▸ **Dataset content**
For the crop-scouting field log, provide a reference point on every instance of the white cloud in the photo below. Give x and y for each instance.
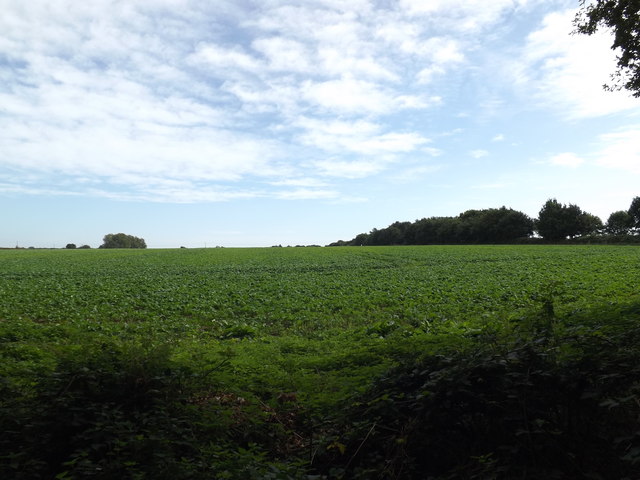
(218, 57)
(566, 72)
(479, 153)
(620, 150)
(567, 159)
(349, 169)
(349, 95)
(360, 137)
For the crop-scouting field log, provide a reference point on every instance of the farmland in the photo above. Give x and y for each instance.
(276, 340)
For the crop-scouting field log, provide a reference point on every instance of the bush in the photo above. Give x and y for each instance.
(544, 407)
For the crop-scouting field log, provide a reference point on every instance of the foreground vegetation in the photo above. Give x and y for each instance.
(373, 362)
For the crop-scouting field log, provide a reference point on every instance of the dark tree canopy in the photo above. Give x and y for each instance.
(121, 240)
(634, 212)
(623, 18)
(619, 223)
(493, 225)
(557, 221)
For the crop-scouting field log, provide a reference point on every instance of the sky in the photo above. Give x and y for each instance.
(256, 123)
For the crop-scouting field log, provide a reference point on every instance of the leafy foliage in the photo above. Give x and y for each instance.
(492, 225)
(122, 240)
(623, 18)
(550, 405)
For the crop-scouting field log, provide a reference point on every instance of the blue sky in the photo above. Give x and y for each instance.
(254, 123)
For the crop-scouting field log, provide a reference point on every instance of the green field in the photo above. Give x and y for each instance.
(260, 349)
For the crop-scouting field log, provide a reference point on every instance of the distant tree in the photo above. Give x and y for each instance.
(493, 225)
(557, 221)
(634, 211)
(121, 240)
(590, 224)
(622, 17)
(619, 223)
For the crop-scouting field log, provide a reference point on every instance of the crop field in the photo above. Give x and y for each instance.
(307, 291)
(275, 341)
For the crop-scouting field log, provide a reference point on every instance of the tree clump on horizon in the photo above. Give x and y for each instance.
(555, 222)
(122, 240)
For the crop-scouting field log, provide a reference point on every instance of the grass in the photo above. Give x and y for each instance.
(282, 362)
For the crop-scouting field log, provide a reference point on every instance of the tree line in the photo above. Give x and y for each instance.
(555, 222)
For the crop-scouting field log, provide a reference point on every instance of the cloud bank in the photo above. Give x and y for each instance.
(185, 101)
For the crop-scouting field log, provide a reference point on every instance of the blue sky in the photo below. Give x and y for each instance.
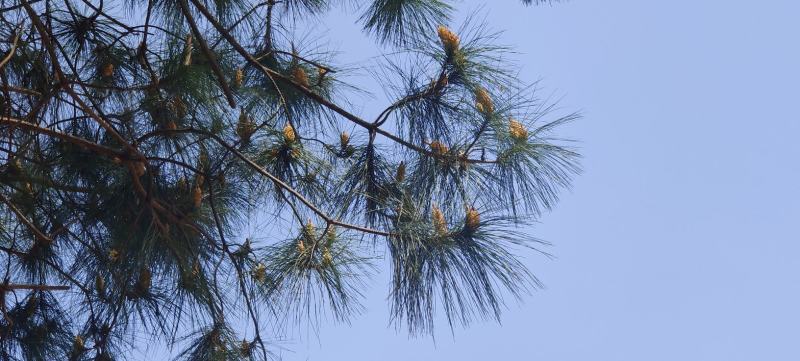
(680, 240)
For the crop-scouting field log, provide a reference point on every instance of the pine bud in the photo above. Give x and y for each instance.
(181, 184)
(260, 272)
(108, 70)
(138, 168)
(197, 196)
(15, 166)
(473, 219)
(245, 348)
(289, 134)
(100, 284)
(145, 279)
(309, 230)
(483, 101)
(400, 175)
(327, 258)
(196, 268)
(179, 106)
(238, 78)
(299, 75)
(321, 72)
(449, 39)
(439, 223)
(331, 236)
(79, 344)
(187, 50)
(245, 127)
(517, 130)
(439, 148)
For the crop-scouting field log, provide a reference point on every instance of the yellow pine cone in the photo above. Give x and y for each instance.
(300, 76)
(108, 70)
(439, 223)
(288, 134)
(238, 78)
(517, 130)
(449, 39)
(401, 172)
(473, 219)
(483, 101)
(439, 148)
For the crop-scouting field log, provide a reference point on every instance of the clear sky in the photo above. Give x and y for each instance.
(680, 241)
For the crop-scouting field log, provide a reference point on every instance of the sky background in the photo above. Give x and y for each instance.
(679, 241)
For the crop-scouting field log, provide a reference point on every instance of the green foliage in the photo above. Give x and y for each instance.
(196, 174)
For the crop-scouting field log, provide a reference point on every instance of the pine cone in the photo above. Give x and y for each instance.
(517, 130)
(449, 39)
(483, 101)
(289, 134)
(439, 222)
(107, 70)
(299, 75)
(473, 219)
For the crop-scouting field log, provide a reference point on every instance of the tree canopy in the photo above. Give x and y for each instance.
(141, 140)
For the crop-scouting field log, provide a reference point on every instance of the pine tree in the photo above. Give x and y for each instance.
(137, 146)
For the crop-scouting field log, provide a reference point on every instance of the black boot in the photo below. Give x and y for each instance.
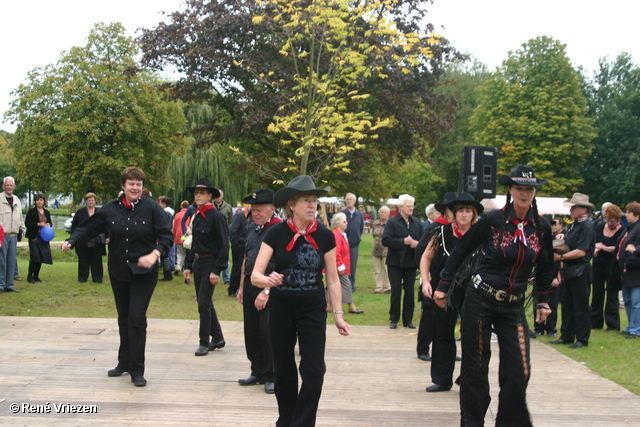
(36, 272)
(30, 278)
(167, 276)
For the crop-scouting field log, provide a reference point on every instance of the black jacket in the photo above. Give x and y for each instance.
(31, 221)
(132, 232)
(399, 254)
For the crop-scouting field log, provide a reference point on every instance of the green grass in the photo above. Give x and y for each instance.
(608, 354)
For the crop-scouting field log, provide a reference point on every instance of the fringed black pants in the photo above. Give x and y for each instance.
(480, 313)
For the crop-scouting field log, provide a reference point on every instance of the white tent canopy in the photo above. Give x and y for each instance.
(546, 205)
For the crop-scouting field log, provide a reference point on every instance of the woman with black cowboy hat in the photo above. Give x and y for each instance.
(299, 248)
(580, 240)
(465, 211)
(208, 258)
(513, 241)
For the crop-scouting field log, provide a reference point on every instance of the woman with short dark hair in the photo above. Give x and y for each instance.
(140, 233)
(604, 299)
(39, 250)
(299, 249)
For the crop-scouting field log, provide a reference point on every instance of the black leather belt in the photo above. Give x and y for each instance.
(497, 293)
(198, 256)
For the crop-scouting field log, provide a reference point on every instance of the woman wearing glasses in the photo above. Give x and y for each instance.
(299, 249)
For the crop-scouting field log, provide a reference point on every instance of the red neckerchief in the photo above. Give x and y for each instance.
(129, 205)
(441, 220)
(519, 234)
(313, 226)
(456, 230)
(203, 209)
(620, 245)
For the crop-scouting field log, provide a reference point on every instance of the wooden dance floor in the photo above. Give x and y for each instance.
(373, 379)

▸ **Set task**
Only the lines from the one that contains "the tree canopy" to the end of the records, inclusive, are to be quoted exactly, with pictures excluded.

▸ **Answer to this exercise**
For the crop-scouting field log, provide a reference point on every instance of the tree canopy in the photo above. Give x and y for each instance.
(141, 140)
For the crop-scouting field log, provide a reference point on every instance of the pine tree in the photo above. Give x and y for each instance.
(137, 146)
For the crop-scouting field log, provide a reference point on every instance of the black boot in the photo below. Give x and y for each instance.
(36, 272)
(30, 278)
(167, 276)
For the crop-scouting field log, provide a reference point on every instance of the black jacket in the photo above. Give x and y for each instance.
(31, 221)
(132, 232)
(399, 254)
For the crop-scouting field log, provide a reference point on every instance of the green grass in the photo above. Give x and y for each instance.
(608, 354)
For the crop-scouting field log, provide a reference point on every instance of the fringed black pants in the photo above. Give x and y for each instance.
(480, 313)
For the crop-scouting field log, provide a reference point on every instance of the white tent canopy in the photo above. Give x and y for each instance.
(546, 205)
For the crop-scouting field log, provide a reference point on every instance of the woman with black cowboy hat in the photo above. Give x and y for each instance.
(299, 248)
(580, 240)
(465, 211)
(208, 258)
(513, 241)
For the crop-scouting field log, provide a reference point on every instance of the woman with short dark hair in the photo above. Give x and y for each instance.
(140, 233)
(604, 299)
(39, 250)
(299, 249)
For the crop-scouting field log, provide a reference point on every instance of the black leather belt in the photo above. Give x and y for each instance.
(497, 293)
(198, 256)
For the crop-scouting field log, provide a reference point on every instance of the woman wearing glasses in the photo above. Give x and y for each instance.
(299, 249)
For the crop-scouting field log, provide a reference point on every instance of the red neckerchief in the photo above. Give x and y for each instance.
(129, 205)
(441, 220)
(519, 234)
(313, 226)
(456, 230)
(203, 209)
(620, 245)
For the crop-scouting field log, provide a reference point on every instance of the wooden dance floor in the photo above. Give x and y for each instance.
(373, 379)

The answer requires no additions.